Quote the lines verbatim, starting with the line containing "arched window in" and ending with the line containing "715,472,913,612".
++++ Data excerpts ++++
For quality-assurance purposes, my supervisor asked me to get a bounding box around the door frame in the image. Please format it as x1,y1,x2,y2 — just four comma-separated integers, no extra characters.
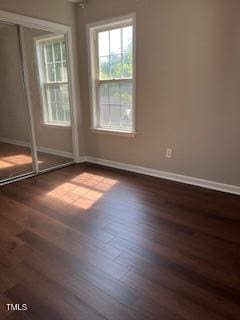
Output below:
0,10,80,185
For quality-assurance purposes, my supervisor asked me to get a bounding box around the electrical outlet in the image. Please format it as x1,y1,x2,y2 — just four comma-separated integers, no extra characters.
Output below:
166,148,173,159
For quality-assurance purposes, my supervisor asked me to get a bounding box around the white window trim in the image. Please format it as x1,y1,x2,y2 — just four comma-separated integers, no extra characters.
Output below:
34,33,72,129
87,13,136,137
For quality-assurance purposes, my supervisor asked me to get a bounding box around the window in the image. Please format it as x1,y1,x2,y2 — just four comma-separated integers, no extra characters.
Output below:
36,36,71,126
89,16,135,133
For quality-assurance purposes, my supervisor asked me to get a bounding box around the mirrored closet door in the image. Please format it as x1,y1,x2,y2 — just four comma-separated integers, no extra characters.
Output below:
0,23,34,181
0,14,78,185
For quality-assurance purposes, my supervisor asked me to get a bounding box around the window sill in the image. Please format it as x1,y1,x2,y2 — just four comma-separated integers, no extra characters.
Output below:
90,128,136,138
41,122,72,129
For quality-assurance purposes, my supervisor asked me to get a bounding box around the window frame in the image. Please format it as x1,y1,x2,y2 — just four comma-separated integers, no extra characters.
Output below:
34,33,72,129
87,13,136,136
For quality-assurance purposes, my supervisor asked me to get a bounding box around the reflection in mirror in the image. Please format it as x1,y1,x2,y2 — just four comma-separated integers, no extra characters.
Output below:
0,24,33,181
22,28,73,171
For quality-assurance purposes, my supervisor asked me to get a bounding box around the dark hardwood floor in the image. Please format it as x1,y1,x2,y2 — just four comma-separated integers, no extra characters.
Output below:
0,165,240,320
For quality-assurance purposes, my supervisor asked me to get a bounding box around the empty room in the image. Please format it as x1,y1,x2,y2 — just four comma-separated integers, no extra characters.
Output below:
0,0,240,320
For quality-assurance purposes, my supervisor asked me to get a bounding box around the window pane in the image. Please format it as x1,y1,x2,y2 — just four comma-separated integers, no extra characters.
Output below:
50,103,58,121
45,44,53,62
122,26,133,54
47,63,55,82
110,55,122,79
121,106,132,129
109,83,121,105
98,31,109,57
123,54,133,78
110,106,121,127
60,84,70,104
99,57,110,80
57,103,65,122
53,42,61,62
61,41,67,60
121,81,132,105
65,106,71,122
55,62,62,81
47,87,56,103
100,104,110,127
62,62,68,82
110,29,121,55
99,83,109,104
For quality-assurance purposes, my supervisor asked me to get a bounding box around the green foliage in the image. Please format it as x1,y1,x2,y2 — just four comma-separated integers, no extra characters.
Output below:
++++
++++ Data excerpts ++++
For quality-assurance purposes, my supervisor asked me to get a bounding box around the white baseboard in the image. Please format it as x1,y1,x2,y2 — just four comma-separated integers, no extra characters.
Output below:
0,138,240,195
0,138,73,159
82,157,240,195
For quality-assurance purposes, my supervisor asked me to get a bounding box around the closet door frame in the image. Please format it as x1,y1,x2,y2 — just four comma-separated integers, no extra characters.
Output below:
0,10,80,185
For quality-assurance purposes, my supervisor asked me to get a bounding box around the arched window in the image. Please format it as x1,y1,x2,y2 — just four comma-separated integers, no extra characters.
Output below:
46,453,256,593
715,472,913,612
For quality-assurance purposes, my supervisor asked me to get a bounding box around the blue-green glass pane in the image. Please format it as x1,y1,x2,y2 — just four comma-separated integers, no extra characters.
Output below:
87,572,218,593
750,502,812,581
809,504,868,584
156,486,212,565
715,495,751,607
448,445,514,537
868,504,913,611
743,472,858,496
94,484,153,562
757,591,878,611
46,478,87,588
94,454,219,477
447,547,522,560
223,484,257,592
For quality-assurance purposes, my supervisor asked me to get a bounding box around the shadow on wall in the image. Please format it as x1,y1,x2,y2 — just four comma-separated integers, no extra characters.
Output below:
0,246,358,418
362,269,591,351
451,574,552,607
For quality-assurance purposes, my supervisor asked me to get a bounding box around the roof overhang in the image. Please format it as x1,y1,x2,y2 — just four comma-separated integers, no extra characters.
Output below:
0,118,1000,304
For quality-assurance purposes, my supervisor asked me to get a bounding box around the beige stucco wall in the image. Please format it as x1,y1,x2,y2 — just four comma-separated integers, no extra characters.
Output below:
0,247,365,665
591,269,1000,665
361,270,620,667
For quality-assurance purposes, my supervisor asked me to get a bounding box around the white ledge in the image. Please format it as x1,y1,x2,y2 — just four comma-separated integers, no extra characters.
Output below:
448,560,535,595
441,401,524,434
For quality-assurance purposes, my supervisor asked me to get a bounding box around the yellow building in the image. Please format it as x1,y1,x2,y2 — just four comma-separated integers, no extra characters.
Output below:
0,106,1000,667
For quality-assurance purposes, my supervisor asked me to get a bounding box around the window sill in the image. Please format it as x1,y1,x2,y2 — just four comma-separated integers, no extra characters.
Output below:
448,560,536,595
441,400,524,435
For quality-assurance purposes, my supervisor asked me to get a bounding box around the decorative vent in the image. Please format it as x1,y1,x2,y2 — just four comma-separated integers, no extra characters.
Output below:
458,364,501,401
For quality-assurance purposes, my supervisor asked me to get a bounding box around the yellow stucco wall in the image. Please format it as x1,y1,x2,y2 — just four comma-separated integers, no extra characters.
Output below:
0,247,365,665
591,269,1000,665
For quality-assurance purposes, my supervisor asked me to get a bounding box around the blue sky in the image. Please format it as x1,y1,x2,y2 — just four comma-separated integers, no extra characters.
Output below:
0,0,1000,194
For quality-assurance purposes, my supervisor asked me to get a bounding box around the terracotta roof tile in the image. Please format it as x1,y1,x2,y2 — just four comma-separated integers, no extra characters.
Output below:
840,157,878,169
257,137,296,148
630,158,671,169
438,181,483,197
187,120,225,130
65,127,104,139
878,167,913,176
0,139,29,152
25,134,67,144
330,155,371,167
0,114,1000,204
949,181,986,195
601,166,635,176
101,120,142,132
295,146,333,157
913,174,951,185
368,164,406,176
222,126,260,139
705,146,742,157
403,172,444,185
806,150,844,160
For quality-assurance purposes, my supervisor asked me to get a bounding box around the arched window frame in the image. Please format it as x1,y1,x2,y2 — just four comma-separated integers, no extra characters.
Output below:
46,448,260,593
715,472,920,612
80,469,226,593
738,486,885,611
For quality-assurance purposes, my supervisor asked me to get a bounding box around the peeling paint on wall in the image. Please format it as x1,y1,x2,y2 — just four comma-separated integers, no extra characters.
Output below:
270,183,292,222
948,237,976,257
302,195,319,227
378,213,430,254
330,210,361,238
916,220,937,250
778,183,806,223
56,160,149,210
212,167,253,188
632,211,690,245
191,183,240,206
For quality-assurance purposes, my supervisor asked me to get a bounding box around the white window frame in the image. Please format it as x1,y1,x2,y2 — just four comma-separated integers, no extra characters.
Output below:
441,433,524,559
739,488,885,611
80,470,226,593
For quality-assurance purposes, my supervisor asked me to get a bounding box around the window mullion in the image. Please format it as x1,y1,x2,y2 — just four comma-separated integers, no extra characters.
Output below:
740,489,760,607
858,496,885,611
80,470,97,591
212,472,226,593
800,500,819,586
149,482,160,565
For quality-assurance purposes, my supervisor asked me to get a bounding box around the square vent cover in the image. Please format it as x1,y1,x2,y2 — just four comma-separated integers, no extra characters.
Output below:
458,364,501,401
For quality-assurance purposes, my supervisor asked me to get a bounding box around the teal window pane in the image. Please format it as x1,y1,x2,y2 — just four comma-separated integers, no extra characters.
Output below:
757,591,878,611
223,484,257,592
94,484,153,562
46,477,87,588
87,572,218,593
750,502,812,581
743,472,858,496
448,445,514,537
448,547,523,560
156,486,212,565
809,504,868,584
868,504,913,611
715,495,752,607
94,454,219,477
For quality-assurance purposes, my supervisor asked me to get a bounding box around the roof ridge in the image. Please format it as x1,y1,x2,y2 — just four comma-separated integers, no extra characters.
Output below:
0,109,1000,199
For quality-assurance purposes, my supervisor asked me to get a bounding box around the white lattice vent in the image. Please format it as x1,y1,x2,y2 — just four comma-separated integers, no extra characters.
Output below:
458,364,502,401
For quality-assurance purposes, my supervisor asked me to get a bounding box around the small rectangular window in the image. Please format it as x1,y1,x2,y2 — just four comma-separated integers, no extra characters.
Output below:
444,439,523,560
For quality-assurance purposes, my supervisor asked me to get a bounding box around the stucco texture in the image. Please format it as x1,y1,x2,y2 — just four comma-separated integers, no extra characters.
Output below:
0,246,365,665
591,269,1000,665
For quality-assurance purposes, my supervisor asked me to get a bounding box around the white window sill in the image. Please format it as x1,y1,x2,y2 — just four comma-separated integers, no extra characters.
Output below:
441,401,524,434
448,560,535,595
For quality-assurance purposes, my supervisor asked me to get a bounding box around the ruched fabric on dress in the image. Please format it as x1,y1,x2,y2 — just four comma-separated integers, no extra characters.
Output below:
++++
**Response:**
For quality-assurance purposes, my supervisor asked me to get a bounding box around the arched window in the image. Please format it as x1,y1,x2,y2 — just four comma-separated integers, no extra characters.
Output below:
46,453,256,593
715,472,913,612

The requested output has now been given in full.